*Apply what you read:*
(A) In the plot summary about Susan and Veronica's room, what year does everyone insist it is?
(B) Using the plot summary about Susan and Veronica's room, mark each statement yes or no and quote the words that decide it: (i) Susan and Larry are on their second date. (ii) Veronica died of cancer. (iii) Larry is taken downstairs for a drink of whiskey.
(C) Extend the plot summary about Susan and Veronica's room by one paragraph, picking up after its final quoted line.

*Quoted passage:*

Once dressed in Veronica’s clothes, Susan finds herself locked in the role and locked in Veronica’s room.
Susan and Larry are only on their second date but he is already starting to behave in a protective manner – he immediately thinks that the Mackeys may be up to something, perhaps after a family inheritance. Susan is however kinder and more trusting and wants to help. She’s also liberated and darn it, doesn’t even wear a bra, so also rejects Larry’s concerns to prove her independence. She thus changes into Veronica’s clothes, told that the poor girl died of TB decades earlier – but her sister Cecilia (‘Cissie’), now dying of cancer, has mentally regressed to childhood and believes her to be still alive. Susan is briefed on what to say and the Mackeys, with their charm and Irish brogues, seem merely sentimental. Larry gets taken downstairs for a shot of whiskey and Susan prepares to briefly pretend to be Veronica and help Cissie get her mind at rest. The door to the room is closed – and then, ominously, locked. And this is where everything changes for, like Deathtrap, this is a two-act thriller with a game-changing twist in the middle because when the door re-opens, everyone starts treating Susan as if she really were Veronica after all. And when she protests to the contrary, things get really ugly. It seems that this girl has something of a history and the bars on the windows to her room are not there just for decoration … and everyone insists that it’s 1935 instead of 1973!
“That’s the way they talk in 1973 … Sort of makes you want to die in ’72, doesn’t it?”

*Dataset records:*
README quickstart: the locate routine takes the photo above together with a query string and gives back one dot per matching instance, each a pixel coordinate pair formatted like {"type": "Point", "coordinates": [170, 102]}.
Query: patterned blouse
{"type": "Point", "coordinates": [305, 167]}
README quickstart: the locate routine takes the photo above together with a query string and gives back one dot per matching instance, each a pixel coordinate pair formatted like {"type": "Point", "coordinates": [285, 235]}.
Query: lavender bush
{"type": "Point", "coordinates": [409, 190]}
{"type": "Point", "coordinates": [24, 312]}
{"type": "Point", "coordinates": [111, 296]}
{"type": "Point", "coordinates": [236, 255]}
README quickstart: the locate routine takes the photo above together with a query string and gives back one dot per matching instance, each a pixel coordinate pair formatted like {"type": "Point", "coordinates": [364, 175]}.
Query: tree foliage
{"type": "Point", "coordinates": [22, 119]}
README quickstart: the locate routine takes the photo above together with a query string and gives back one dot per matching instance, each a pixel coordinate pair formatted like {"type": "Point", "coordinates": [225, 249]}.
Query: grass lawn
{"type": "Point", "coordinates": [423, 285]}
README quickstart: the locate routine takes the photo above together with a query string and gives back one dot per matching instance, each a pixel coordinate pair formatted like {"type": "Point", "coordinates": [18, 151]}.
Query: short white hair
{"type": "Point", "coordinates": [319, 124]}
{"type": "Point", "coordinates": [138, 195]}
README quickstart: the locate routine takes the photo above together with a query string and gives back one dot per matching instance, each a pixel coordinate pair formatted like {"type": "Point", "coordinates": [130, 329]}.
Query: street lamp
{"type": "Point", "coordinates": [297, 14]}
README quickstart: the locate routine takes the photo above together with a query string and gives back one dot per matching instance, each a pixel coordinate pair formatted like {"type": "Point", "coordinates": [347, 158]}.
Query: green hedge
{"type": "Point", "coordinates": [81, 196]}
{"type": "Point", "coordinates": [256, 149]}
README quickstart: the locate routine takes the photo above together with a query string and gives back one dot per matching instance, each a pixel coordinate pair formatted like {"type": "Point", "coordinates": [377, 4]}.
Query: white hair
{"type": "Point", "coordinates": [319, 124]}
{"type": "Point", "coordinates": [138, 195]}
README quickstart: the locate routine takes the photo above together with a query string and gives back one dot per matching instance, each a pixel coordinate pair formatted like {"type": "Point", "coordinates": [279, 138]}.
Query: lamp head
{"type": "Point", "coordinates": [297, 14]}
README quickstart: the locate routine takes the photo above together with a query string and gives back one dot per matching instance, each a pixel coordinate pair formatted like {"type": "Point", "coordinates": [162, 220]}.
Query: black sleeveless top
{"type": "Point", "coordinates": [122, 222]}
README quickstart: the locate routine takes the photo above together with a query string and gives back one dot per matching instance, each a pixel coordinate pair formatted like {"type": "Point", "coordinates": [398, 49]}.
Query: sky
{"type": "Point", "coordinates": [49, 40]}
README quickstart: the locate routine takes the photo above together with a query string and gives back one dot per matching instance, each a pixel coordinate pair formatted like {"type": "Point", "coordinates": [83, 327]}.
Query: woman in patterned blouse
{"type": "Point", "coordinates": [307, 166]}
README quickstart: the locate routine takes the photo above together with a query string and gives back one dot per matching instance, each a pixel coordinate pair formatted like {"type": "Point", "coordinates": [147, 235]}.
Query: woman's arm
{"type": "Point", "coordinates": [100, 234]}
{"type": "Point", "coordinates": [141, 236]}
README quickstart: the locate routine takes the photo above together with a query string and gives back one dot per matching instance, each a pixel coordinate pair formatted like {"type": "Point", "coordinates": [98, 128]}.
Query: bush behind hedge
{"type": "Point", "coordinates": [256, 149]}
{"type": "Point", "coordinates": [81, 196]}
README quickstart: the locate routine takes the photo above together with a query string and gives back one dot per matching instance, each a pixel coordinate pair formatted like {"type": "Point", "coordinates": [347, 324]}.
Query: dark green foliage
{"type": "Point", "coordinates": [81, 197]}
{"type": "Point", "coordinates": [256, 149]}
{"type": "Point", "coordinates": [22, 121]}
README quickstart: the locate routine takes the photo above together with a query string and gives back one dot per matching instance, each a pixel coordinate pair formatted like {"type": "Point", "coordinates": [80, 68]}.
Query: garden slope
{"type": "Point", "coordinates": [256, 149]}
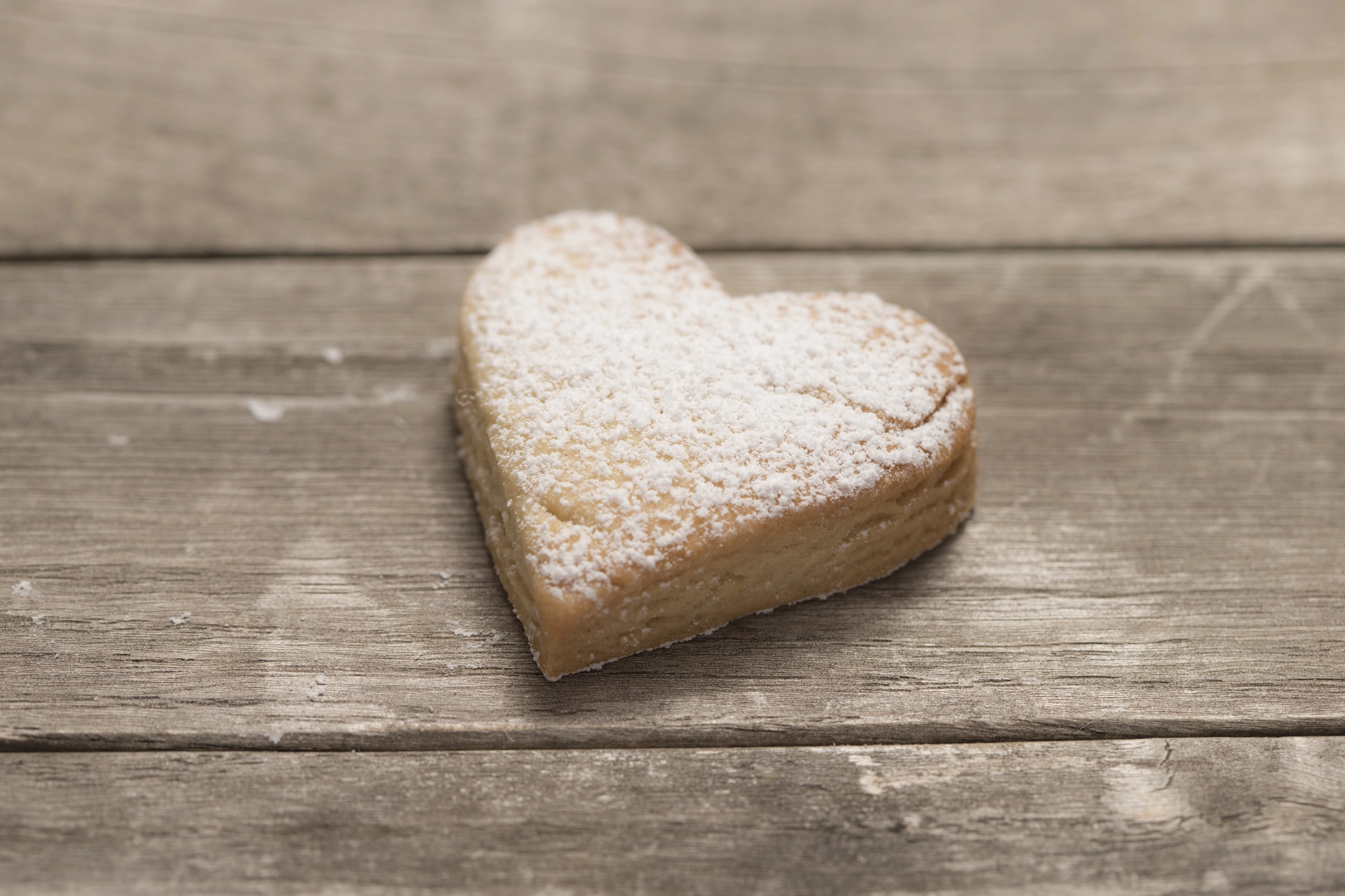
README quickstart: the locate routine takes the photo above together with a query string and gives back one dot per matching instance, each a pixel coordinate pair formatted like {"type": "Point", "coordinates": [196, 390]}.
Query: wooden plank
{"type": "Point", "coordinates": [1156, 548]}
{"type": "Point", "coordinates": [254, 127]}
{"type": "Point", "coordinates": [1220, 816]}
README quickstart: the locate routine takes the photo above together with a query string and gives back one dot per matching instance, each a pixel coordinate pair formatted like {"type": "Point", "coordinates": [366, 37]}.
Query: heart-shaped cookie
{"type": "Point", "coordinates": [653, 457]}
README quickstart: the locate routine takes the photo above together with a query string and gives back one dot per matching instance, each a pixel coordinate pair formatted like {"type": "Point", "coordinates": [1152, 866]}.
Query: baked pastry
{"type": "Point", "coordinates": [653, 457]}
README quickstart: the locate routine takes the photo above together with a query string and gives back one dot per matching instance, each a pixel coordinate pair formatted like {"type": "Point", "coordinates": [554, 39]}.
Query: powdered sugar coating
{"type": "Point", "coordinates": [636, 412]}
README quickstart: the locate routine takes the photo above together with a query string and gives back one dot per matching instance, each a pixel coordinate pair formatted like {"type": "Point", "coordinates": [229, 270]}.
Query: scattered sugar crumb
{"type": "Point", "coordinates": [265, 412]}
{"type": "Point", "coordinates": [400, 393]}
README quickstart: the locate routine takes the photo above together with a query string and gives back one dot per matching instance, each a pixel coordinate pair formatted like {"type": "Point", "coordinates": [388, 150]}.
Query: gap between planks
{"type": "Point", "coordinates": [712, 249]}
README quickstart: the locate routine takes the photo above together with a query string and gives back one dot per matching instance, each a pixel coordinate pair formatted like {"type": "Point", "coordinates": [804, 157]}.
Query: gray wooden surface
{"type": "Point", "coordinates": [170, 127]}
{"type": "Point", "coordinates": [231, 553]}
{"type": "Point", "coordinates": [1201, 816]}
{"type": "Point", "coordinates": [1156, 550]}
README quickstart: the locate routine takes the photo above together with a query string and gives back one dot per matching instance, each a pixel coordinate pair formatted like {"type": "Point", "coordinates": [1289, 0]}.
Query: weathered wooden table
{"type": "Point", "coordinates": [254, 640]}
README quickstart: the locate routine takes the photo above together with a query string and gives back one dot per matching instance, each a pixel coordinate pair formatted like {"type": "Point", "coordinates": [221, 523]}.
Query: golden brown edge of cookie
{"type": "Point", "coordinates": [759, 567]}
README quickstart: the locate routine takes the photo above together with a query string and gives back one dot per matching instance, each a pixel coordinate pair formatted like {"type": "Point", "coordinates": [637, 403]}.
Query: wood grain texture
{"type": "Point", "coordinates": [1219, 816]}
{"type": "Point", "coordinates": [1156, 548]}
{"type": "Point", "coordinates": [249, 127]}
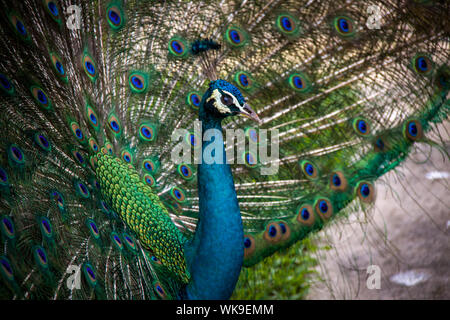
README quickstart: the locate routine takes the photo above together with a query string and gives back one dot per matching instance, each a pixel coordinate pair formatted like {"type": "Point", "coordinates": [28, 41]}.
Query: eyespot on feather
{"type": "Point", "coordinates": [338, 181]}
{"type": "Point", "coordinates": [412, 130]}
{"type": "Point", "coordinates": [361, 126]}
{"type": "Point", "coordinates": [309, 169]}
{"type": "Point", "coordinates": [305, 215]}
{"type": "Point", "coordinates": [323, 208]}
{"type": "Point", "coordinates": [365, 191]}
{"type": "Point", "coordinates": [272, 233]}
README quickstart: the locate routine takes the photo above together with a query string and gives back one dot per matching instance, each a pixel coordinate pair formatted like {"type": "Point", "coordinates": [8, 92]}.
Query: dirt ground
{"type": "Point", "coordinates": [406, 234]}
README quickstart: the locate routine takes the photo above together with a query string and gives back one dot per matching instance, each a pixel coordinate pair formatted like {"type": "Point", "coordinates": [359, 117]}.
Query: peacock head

*Responses by item number:*
(A) 1935

(B)
(i) Yes: "Susan and Larry are only on their second date"
(ii) No: "the poor girl died of TB decades earlier"
(iii) Yes: "Larry gets taken downstairs for a shot of whiskey"

(C)
So what is going on – is this a time travel fantasy in the style of The Twilight Zone? An elaborate prank? Does Susan even exist or was she merely a projection in Veronica’s sick mind? Or is an even darker and more sinister game being played – is anyone in fact telling the truth here? These are some of the avenues explored in the second act, all of which is handled with Levin’s customary irony and invention. It also manages not to fall prey to what I sometimes think of as the ‘hot dog syndrome’ with stage mysteries – to wit, they tend to repeat on you. The classic example is Anthony Shaffer’s Sleuth, which after a wonderfully clever first act ends with an ultra dramatic curtain, then flips the balance of the characters and in the second half essentially starts the same story all over again from a slightly different point of view. Levin’s Deathtrap did this too, turning the earlier MacGuffin of a script for a new mystery play into the actual dramatic crux. Dial M For Murder by Frederick Knott is actually one of the few postwar stage thrillers I can think of that don’t suffer too much from the Ouroboros tendency of having endlessly cyclical stories going round and round in repeating circles. In Veronica’s Room this is almost entirely dodged with just a hint of this tendency but thankfully reserved just for an ironic coda, so right away Levin gets brownie points for that too.
“You said that I looked like Veronica. We came back here to look at a picture of her. Does any of this ring a bell? Does any of this penetrate the miasma?”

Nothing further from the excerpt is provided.